• **EXCERPT TO READ**:

------------------------------------------------------------------------

Product copula: Also called the independent copula, this copula has no dependence between variates. Its density function is unity everywhere.

\Psi(x) = -\ln(x); \qquad  H(x,y) = F(x)G(y).

Where the generator function is indexed by a parameter, a whole family of copulas may be Archimedean. For example:

Clayton copula:

\Psi(x) = x^{\theta} -1;\qquad \theta \le 0; \qquad  H(x,y) = (F(x)^\theta+G(y)^\theta-1)^{1/\theta}.

For θ = 0 in the Clayton copula, the random variables are statistically independent. The generator function approach can be extended to create multivariate copulas, by simply including more additive terms.

Gumbel copula:

\Psi(x)= (-\ln(x))^\alpha \,.

Frank copula:

\Psi(x)= \ln\left( \frac{e^{\alpha x} -1}{e^{\alpha} -1}\right) .

------------------------------------------------------------------------

(Region labeling entries)
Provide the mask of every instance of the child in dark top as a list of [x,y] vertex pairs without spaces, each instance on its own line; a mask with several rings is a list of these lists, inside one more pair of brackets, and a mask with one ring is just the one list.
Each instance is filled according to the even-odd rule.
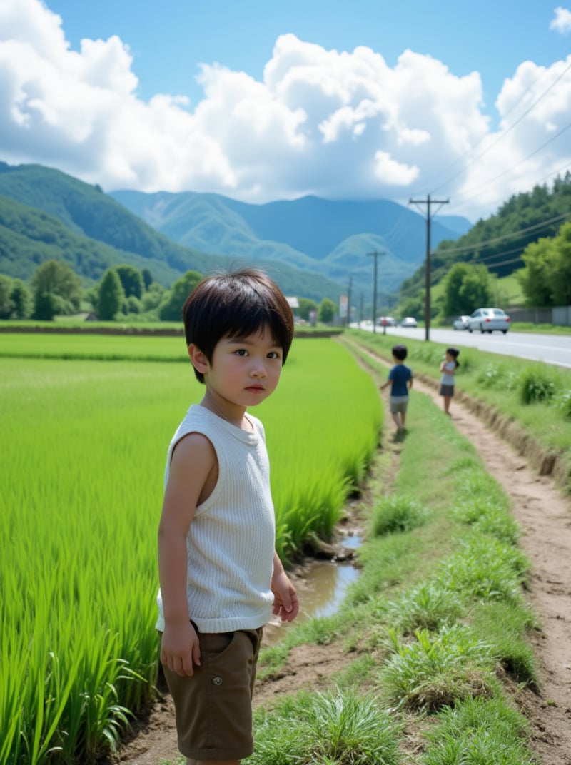
[[404,363],[407,353],[406,345],[393,346],[394,366],[389,373],[389,379],[380,386],[380,389],[384,390],[391,386],[389,405],[397,434],[404,431],[406,409],[409,405],[409,390],[413,387],[413,370]]
[[446,355],[440,364],[440,372],[442,373],[440,396],[443,397],[444,400],[444,413],[449,417],[451,416],[449,412],[450,402],[454,396],[454,376],[460,366],[460,362],[458,360],[459,355],[460,351],[458,348],[446,348]]

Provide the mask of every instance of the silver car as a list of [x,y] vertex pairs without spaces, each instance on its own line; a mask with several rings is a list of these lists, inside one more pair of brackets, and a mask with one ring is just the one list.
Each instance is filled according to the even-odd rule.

------------------------------------------------------------------------

• **THINGS TO DO**:
1. Name every copula that the passage on copulas identifies by name.
2. According to the passage on copulas, what other name is used for the product copula?
The records play no part in this work.

• **TASK ANSWERS**:
1. Product copula, Clayton copula, Gumbel copula, Frank copula

2. The independent copula.